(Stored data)
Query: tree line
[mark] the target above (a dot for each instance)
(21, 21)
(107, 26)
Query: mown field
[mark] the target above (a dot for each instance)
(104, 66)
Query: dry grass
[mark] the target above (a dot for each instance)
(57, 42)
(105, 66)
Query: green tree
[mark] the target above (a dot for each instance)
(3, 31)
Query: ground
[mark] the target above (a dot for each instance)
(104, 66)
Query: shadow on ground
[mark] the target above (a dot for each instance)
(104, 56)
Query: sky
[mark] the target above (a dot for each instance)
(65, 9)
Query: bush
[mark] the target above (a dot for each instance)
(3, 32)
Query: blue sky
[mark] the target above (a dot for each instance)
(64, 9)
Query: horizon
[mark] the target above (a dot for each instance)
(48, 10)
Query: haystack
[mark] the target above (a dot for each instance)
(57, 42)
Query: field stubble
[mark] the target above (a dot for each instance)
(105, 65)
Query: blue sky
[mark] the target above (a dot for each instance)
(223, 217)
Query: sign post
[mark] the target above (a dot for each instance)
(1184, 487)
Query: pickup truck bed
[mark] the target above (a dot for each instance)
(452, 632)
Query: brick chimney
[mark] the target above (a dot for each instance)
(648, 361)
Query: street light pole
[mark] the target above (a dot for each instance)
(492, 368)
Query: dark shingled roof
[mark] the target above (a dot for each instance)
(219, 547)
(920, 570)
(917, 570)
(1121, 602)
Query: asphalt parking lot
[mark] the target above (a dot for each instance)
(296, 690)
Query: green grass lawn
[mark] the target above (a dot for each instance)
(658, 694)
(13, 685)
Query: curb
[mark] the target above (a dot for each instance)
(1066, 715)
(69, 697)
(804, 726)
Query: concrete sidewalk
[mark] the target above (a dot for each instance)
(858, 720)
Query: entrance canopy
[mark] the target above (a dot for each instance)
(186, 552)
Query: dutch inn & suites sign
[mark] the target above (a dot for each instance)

WHAT TO PRODUCE:
Could you return exactly the stretch of the data above that starts at the line with "Query: street light pole" and ends at the line with "Query: green grass lawn", both lines included?

EXERCISE RESULT:
Query: street light pole
[mark] the target above (a dot for each instance)
(492, 368)
Query: dark shingled roof
[mark] the target above (a dot for each instance)
(219, 547)
(920, 570)
(917, 570)
(1121, 602)
Query: asphalt parking lot
[mark] the target above (a dot for each instance)
(296, 690)
Query: green grass lawn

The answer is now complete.